→ **TEXT SEGMENT**
··········

The professors created an agent-based model that used two key assumptions to produce fads from what seemed like rational individual behavior. First, no business practices in the model were decisively beneficial; every idea was either “worthless or only slightly worthwhile,” Strang said. Second, managers attempted to imitate the most successful businesses around them without examining the least successful.
“You’re only responsive to the cases of extraordinary success around you,” Strang said. “You’re not being observant of failure.”
Strang said he has performed additional research to test the applicability of the model to the real world. He found that the behavior of management teams at a major bank closely matched the model’s key assumptions.
In addition to his work with Strang, Macy uses agent-based models to understand the destructive behavior of adolescents. The research, which won a grant from the National Science Foundation, examines how behaviors like underage drinking are reinforced even when most people involved hold misgivings about them.
“It’s understandable [that teens drink] given all the pressure they are feeling,” Macy said, “but where is that pressure coming from?”
“People’s public behavior is to pressure people to conform to the norm,” he said. “They not only drink but they participate in activities that clearly signal to others that they should participate.”

··········

→ **Extracted records**
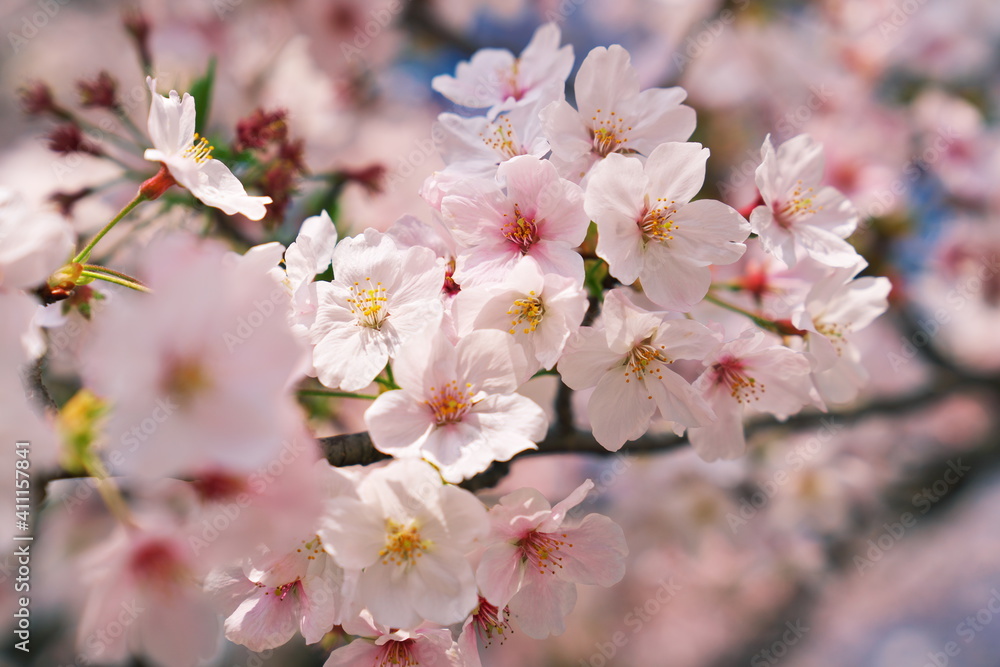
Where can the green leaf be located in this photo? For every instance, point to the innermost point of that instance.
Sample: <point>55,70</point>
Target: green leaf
<point>201,91</point>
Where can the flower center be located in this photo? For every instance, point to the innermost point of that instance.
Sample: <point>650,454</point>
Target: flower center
<point>543,551</point>
<point>502,139</point>
<point>449,404</point>
<point>522,231</point>
<point>731,372</point>
<point>184,379</point>
<point>402,543</point>
<point>609,134</point>
<point>367,302</point>
<point>489,620</point>
<point>200,150</point>
<point>656,223</point>
<point>156,563</point>
<point>397,654</point>
<point>836,333</point>
<point>799,205</point>
<point>282,591</point>
<point>643,359</point>
<point>529,310</point>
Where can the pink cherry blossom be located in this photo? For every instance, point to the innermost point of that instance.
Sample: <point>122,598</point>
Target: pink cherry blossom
<point>379,646</point>
<point>537,558</point>
<point>528,211</point>
<point>456,407</point>
<point>204,360</point>
<point>753,373</point>
<point>799,217</point>
<point>627,361</point>
<point>540,311</point>
<point>409,532</point>
<point>189,157</point>
<point>146,582</point>
<point>495,78</point>
<point>33,244</point>
<point>837,307</point>
<point>612,115</point>
<point>379,298</point>
<point>650,230</point>
<point>301,591</point>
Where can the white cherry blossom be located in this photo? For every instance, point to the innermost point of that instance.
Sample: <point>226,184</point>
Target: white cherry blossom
<point>188,157</point>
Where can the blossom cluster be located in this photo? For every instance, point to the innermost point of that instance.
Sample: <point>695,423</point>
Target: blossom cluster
<point>559,239</point>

··········

→ **WORK ORDER**
Condense the paragraph of the passage on agent-based research that begins "The professors created an agent-based model" into a brief list of its main facts. The listing originates from a source separate from the passage.

→ **PROBLEM SOLUTION**
- The professors built an agent-based model that produced fads from what seemed like rational individual behavior, relying on two key assumptions.
- No business practice in the model was decisively beneficial; according to Strang, every idea was "worthless or only slightly worthwhile."
- Managers tried to imitate the most successful businesses around them without examining the least successful ones.